## DIRECTIONS FOR THIS TASK
Please print all of the material below, word for word.

## AVAILABLE RECORDS
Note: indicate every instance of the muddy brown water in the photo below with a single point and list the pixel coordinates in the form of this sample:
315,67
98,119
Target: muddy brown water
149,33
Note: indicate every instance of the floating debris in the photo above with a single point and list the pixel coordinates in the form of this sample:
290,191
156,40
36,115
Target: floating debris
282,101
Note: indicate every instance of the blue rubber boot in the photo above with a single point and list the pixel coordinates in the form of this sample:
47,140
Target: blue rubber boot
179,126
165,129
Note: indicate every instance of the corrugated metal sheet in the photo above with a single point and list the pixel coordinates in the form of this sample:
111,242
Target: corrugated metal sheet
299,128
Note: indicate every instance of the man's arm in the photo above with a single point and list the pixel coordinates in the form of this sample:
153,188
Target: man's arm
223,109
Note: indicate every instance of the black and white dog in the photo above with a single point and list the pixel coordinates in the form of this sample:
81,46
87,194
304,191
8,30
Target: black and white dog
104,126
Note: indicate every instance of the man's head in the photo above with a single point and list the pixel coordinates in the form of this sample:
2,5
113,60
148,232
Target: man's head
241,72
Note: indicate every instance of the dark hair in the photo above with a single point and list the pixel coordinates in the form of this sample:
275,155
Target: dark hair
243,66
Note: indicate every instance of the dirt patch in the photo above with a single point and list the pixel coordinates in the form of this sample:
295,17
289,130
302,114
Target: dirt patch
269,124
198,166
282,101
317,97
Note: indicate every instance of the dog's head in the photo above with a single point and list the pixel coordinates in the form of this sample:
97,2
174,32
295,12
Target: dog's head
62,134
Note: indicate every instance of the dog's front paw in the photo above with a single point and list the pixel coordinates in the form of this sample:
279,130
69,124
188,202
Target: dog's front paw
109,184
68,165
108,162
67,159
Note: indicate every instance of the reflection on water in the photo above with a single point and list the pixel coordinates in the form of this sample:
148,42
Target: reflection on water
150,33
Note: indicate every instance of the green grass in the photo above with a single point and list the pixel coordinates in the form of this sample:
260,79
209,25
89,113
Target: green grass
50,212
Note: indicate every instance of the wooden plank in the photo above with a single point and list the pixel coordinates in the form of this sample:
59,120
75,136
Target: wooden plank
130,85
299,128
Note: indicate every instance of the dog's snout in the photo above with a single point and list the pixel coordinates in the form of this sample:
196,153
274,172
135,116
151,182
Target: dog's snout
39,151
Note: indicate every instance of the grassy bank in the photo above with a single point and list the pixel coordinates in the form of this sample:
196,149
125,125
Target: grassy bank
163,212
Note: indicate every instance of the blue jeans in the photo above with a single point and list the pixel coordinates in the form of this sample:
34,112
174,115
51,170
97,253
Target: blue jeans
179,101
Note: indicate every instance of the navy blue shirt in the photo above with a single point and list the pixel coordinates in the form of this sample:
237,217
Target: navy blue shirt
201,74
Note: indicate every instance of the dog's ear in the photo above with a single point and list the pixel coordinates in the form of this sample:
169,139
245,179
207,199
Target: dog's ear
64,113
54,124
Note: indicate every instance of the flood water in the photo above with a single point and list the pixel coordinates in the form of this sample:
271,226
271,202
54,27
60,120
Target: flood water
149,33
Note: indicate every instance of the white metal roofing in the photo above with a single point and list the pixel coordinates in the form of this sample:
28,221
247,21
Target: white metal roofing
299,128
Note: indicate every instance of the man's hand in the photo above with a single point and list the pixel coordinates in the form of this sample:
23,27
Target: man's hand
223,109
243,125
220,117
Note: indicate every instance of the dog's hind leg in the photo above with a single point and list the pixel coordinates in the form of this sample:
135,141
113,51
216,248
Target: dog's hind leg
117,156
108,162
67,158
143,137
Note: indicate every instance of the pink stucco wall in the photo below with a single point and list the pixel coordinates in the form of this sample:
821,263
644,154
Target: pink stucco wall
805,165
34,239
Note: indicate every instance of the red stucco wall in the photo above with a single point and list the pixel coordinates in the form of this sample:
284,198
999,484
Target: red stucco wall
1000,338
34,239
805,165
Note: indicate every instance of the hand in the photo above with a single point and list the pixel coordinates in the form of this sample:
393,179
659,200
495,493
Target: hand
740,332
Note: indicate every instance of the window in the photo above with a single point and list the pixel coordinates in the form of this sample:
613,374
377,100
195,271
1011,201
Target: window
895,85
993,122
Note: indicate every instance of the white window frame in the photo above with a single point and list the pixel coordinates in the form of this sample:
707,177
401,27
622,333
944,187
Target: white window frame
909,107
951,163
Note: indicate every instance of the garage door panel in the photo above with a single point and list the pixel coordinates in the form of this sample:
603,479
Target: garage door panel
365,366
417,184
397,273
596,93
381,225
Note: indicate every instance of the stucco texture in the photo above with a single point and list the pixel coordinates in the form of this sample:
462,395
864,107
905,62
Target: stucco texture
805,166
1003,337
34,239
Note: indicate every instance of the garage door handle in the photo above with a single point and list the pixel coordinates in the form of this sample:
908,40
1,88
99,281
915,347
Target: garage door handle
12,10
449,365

## THE RESPONSE
Note: indicate every instance of the muddy brown water in the photo below with a single point and list the pixel coordinates in the form of this sample:
315,67
98,119
Target: muddy brown water
149,33
Note: indicate every instance of the floating debris in the photo above with a single point and list the pixel coordinates in the form of this sample:
290,191
156,40
36,115
Target: floating debris
282,101
Note: indicate every instance of the blue rubber boot in the photo above with a single point and list the pixel coordinates in the form of this sample:
47,140
Target: blue rubber boot
179,126
165,129
Note: indicate every instance of the corrugated metal sheet in the photo above with a single point and list the pixel coordinates in the form of this sample:
111,242
Target: corrugated metal sheet
299,128
Note: indicate every instance of the man's arm in the photo above with a single point and list the pixel coordinates in the form of this sample:
153,188
Target: man's arm
223,109
Note: indicate every instance of the black and white dog in the photo above with a single point and list the pixel coordinates in the form of this sample:
81,46
87,194
304,191
8,30
Target: black and white dog
104,126
Note: indicate every instance of the man's head in the photo above with a single point and list the pixel coordinates in the form of this sample:
2,5
113,60
148,232
Target: man's head
241,72
Note: indicate every instance of the dark hair in the photo above with a single point and list the pixel coordinates in the form of this sample:
275,155
Target: dark hair
243,66
Note: indicate every instance of the dirt patch in the photo above with a single point and list the pixel coordinates in the form of this sample:
295,17
289,130
302,114
Target: dirt patch
269,124
198,166
282,101
317,97
Note: indicate every instance of the dog's head in the photo above with a single point and list the pixel coordinates in the form of this sample:
97,2
174,32
295,12
Target: dog's head
62,134
Note: indicate every instance of the dog's front paw in the photo above with a single point and list the pixel coordinates in the form of this sample:
279,130
69,124
188,202
Target: dog's front paw
109,184
68,165
108,162
67,159
Note: indicate every instance of the reflection on water in the photo above with a single point and list the pixel coordinates in the form of this sample:
148,42
Target: reflection on water
150,33
Note: indicate every instance of the green grass in the photo above with a single point and list the pixel coordinates in the form of this sample:
260,79
209,25
89,113
Target: green grass
50,212
Note: indicate every instance of the wooden plank in the photo above with a single point and list the pixel coordinates in the form of this sample:
59,120
75,136
Target: wooden plank
130,85
299,128
Note: indicate every instance of the dog's snout in the photo above with a single point and list the pixel coordinates in the form of this sample:
196,153
274,172
135,116
151,182
Target: dog's snout
39,151
Note: indicate every instance of the grassy bank in the photo above with a single point and list the pixel coordinates in the form of this sample:
196,149
125,125
Target: grassy bank
163,212
Note: indicate every instance of the blue jeans in the photo above with a single point and list the pixel coordinates in the form of this sample:
34,112
174,115
51,170
97,253
Target: blue jeans
179,101
Note: indicate every instance of the navy blue shirt in the photo above with a single point and list the pixel coordinates in the form of this sample:
237,217
Target: navy blue shirt
201,74
Note: indicate every instance of the dog's ear in the photo above with a single point and list the pixel coordinates in the form of this sample:
169,139
245,179
207,199
Target: dog's ear
64,113
54,124
Note: indicate every instance of the flood water in the photo above with a single point and list the pixel coordinates in the form of this sample:
271,226
271,202
54,27
60,120
Target: flood water
149,33
Note: indicate every instance of the white metal roofing in the photo above with a single point and list the pixel coordinates in the form of this sample:
28,221
247,21
Target: white metal roofing
299,128
Note: indicate every instance of the man's hand in the photo above with a single point and list the pixel coordinates in the form of this sample:
23,27
Target: man's hand
223,109
243,125
220,117
Note: indicate every instance of the dog's hind leg in the photo above with a single point and list the pixel coordinates in the form of this sample:
135,141
113,51
216,248
Target: dog's hind leg
117,156
108,162
67,158
143,137
Note: indicate every instance of the pink stucco wall in the photo below with a single point and list the pixel coordinates in the form of this sample:
821,263
644,154
Target: pink stucco wall
805,165
34,239
Note: indicate every instance of the red stucco wall in the photo above with a single point and list the pixel coordinates in the form of this sample:
284,198
999,484
Target: red stucco wall
1000,338
34,239
805,165
Note: indicate every instance of the hand in the photo above with a single point and list the pixel coordinates in the form of this sample:
393,179
659,200
495,493
Target: hand
740,332
Note: indicate every instance of the window in the photo above with a single point and list the pixel coordinates in the form of this sample:
613,374
377,100
195,271
1011,201
Target: window
895,85
993,122
Note: indicate every instance of the white window frame in the photo above with a single point and list the pixel coordinates in the form of this sample:
707,177
401,27
622,333
944,187
Target: white window frame
909,107
951,163
Note: indicate every instance of the garage door panel in the photo above with a single point and list the pixel coordinates in the form of this sample:
603,479
Target: garage door panel
365,366
417,184
397,273
596,93
381,225
Note: indicate every instance of the stucco texture in the photo above with a single point and list the pixel coordinates in the form of this sample:
462,395
864,107
905,62
Target: stucco texture
805,166
1003,337
34,239
Note: indicate every instance of the garage door handle in the photo above with a single point and list the pixel coordinates in the form of this sample:
908,40
1,88
99,281
915,347
Target: garage door handle
12,10
449,365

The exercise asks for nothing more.